:: Information ::

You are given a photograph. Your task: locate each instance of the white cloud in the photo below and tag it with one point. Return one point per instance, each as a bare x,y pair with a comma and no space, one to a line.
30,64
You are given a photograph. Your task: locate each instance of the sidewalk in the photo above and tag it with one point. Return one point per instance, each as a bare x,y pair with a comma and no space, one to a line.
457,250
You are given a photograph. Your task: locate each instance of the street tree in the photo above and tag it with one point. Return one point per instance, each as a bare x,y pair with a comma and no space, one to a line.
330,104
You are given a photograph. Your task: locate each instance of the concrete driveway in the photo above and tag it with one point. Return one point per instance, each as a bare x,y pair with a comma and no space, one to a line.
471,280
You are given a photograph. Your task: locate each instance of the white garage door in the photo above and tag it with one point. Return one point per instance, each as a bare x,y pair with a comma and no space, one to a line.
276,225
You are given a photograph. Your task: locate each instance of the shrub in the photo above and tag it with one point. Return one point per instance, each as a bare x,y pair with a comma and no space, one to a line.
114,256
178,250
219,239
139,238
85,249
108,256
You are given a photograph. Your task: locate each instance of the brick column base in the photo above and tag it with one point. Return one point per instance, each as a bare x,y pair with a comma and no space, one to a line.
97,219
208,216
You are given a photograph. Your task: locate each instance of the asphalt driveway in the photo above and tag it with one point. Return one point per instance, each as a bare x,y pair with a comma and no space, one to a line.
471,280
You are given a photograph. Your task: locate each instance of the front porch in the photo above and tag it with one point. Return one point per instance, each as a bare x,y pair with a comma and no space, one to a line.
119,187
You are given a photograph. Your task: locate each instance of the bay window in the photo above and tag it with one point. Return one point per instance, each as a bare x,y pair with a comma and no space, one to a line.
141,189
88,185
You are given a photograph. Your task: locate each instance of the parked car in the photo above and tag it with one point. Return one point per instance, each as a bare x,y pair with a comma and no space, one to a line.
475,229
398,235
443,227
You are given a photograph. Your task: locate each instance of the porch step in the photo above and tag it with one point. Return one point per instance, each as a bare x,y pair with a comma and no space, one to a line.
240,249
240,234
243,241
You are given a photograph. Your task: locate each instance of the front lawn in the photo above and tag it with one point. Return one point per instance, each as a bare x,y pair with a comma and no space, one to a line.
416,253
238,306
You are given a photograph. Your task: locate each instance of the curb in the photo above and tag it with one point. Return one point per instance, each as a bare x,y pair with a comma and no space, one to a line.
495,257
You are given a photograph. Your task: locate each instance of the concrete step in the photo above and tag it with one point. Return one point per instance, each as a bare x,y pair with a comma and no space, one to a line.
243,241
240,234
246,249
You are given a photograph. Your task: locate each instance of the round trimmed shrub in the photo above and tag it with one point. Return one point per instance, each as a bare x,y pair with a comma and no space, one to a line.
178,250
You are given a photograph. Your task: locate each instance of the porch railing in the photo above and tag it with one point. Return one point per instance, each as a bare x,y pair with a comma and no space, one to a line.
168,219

:::

• **Brief**
Each line above needs to be returned exactly as it is.

• **Task result**
You are given a photograph. Your task: locate each instance of the white cloud in the photo below and tag it with one point. Return one point per instance, each as a bare x,y pair with a comma and no space, one to a line.
30,64
You are given a photograph. Your task: locate each instance of the sidewalk in the photo above and tag it with one point. Return one point per instance, each as a bare x,y pair with a comma and no space, one to a line.
457,250
You are given a photograph. Your task: locate each instance of the street tree in the photo above and tag it with one point. Return one point per instance, each as a bare x,y pair with a comma and no space, one to a line.
330,104
You are given a photograph. Your task: locate each instance of the concrete driveway in the photo above and tag it with one point. Return one point per instance, each as a bare x,y pair with a comma and no space, one to a line.
471,280
You are given a photograph. Your task: locate each instance of the white garage door in the photo above and tag it with one point. Return one point per instance, each as a bare x,y pair with a comma and no space, one to a line.
276,225
You are given a photograph. Your task: locate each instance of the shrub in the photo above and tag it with one point. Return one point per instance, each as a bare x,y pair with a comma and no space, one to a line.
114,256
178,250
219,239
139,238
85,249
108,256
You are given a photograph. Your task: locate each instance of the brick column base in the photo above and tag it with one point. Return one point per instance, each as a bare x,y pair with a comma and no space, one to a line.
97,219
208,216
You are given a photograph. Your task: locate each instance of the asphalt driveway in the photo above and tag it with one point. Return one point per instance, each as a bare x,y pair with a comma and no space, one to a line.
471,280
You are given a photograph. Your task: locate each instance of the front porch in the photo above and tag it with one point. Return one point per instance, each as a bare x,y pair with a comma and no space, one to a line.
119,187
You are given a photograph. Your task: locate each instance of the bay window in the photo above and tag it with one point. Return one point per instance, each as a bare x,y pair with a comma and no space, one to a line.
141,189
88,185
You are given a photograph. Your task: locate each instance of the parked car in the photo above and tag it with one point. Return one point per instance, each as a bare x,y pair with a comma and no space, one to a line.
475,229
398,235
443,227
You are given a photograph. Your task: locate each instance of the porch step in the photo above and tag it with one point. Return one point per instance, each as a bare x,y pair with a comma and no space, one to a line.
240,249
240,234
243,241
You are given a photograph. Your task: locate each instance of the front lawn in the photo above and tag it with one point. Return one point per instance, each as a bare x,y pair with a comma and no space, one to a line.
416,253
238,306
You are given a photograph. Your task: locate each instance of the curb in the photo above and tag it with one point. Return one point per instance, each as a bare x,y pair with a comma and no space, one to a line.
495,257
You are given a photograph. Your task: locate each instance of the concrete step in the photo above and tag it with one point. Return one point per instance, each as a bare x,y pair with a comma and no space, one to a line.
243,241
240,234
246,249
You are given a photograph. Your task: locate each instance of the round trimmed shrub in the photo above and tag it with one point. Return one point per instance, each as a bare x,y pair with a comma and no space, one to a line.
178,250
You are given a photograph. Your task: locate each instance of the porch railing in the photo above and tag it with one point. Return one point per instance, each as a bare x,y pair with a comma and no space, one to a line.
168,219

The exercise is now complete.